_Quoted text_:

----

Bad Bunny performs during halftime of the NFL Super Bowl 60 football game between the New England Patriots and the Seattle Seahawks, Sunday, Feb. 8, 2026, in Santa Clara, Calif. (AP Photo/Godofredo A. Vásquez)

Bad Bunny’s Super Bowl performance did more than entertain — it revealed how contested the idea of being “American” has become.

The United States has long defined itself, at least in principle, as a civic nation where citizenship — not culture, language, or ancestry — determines belonging. The promise has been straightforward: if you are a citizen, you are American. No cultural checklist required.

Yet the backlash to Bad Bunny suggests something different is taking hold. Under the cultural influence of Trump-era politics and much of the MAGA movement, citizenship increasingly appears to be only the starting point. Americanness is treated less as a legal status and more as a cultural approval process — expressed through the “right” language, the “right” symbols, and the “right” version of patriotism.

----

_What you will do_:
- A) Print the passage of the Bad Bunny commentary starting with "Bad Bunny performs" and going on through "cultural checklist required.".
- B) Please carry on the Bad Bunny commentary from its last sentence.
The lines after the Bad Bunny commentary have nothing to do with it.

_Given material_:
----

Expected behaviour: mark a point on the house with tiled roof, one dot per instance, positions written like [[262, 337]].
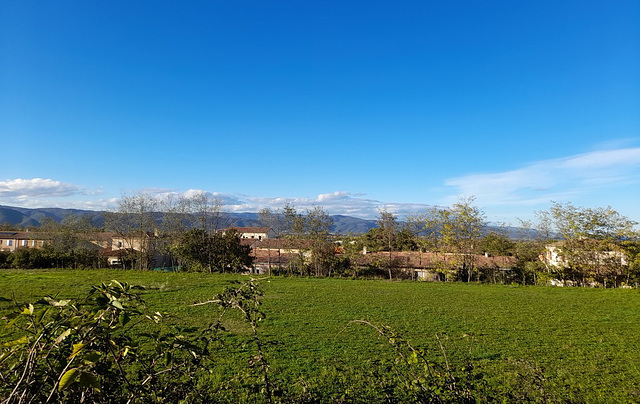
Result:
[[11, 240], [255, 233]]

----

_Responses to the tasks_:
- A)
Bad Bunny performs during halftime of the NFL Super Bowl 60 football game between the New England Patriots and the Seattle Seahawks, Sunday, Feb. 8, 2026, in Santa Clara, Calif. (AP Photo/Godofredo A. Vásquez)

Bad Bunny’s Super Bowl performance did more than entertain — it revealed how contested the idea of being “American” has become.

The United States has long defined itself, at least in principle, as a civic nation where citizenship — not culture, language, or ancestry — determines belonging. The promise has been straightforward: if you are a citizen, you are American. No cultural checklist required.

- B)
Puerto Rico exposes the contradiction clearly. Its residents are U.S. citizens. They serve in the military, carry American passports, and live under American sovereignty. Yet when a Puerto Rican artist performs on one of the country’s largest national stages, some question whether he is truly American. That is not a legal judgment — it is cultural gatekeeping.

When belonging becomes something that must be demonstrated rather than assumed, the meaning of citizenship quietly changes. It becomes conditional — granted socially rather than guaranteed constitutionally.

If citizenship alone no longer settles the question of belonging, then we are drifting away from a nation defined by rights toward one defined by cultural acceptance.

That should concern anyone who believes the Constitution — not cultural comfort — defines who we are.